- TASKS AND EXERCISES
1. Decide whether each statement agrees with the FakeNewsCorpus thread: (a) every article gets the same label as its domain, (b) the manually labeled datasets mentioned contain many samples, and (c) the beforeitsnews article is labeled fake because its content was checked. Answer yes or no for each, and quote the deciding words of the thread exactly.
2. Reproduce word for word the part of the FakeNewsCorpus thread starting at "Hello, Yes, but" and ending at "article to claim.".

- DOCUMENT PASSAGE
━━━━━━━━━━

FakeNewsCorpus
FakeNewsCorpus copied to clipboard
Data Labelling
Hello,
How do you label the article? For example, the data collected from the URL http://beforeitsnews.com/awakening-start-here/2018/01/awakening-of-12-strands-of-dna-reconnecting-with-you-movie-10623.html there is no information that the article is fake.
Please explain if I miss something.
Hello @Gautamshahi.
The way of labeling articles is described in README file, see part How was the corpus created?.
There, you can find the statement:
Each article has been attributed the same label as the label associated with its domain.
So, article is labeled as fake because beforeitsnews is considered as unreliable news source.
Hello, Yes, but it adds a lot of bias if you consider only domain type for annotation. Did you publish any paper using this approach?
Yes, you are right. Actually, in research it is not recommended to use datasets labeled by source credibility, however, this annotation technique is used in majority of papers. The reason is simple - it is hard to label articles the other way. There are datasets with manual labeling, however containing only a few samples. The better way, in my opinion, is to label articles by mapping verified claims (e.g. from fact-checking sites) and determine the stance of article to claim.
If you are interested, you can check other datasets in my datasets overview for fake news detection - Fake News Datasets.

━━━━━━━━━━

Collected data:
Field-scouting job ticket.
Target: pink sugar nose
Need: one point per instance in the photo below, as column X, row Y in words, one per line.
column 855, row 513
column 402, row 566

━━━━━━━━━━

- EXPECTED RESULTS
1.
(a) Yes: "Each article has been attributed the same label as the label associated with its domain."
(b) No: "There are datasets with manual labeling, however containing only a few samples."
(c) No: "article is labeled as fake because beforeitsnews is considered as unreliable news source."

2.
Hello, Yes, but it adds a lot of bias if you consider only domain type for annotation. Did you publish any paper using this approach?
Yes, you are right. Actually, in research it is not recommended to use datasets labeled by source credibility, however, this annotation technique is used in majority of papers. The reason is simple - it is hard to label articles the other way. There are datasets with manual labeling, however containing only a few samples. The better way, in my opinion, is to label articles by mapping verified claims (e.g. from fact-checking sites) and determine the stance of article to claim.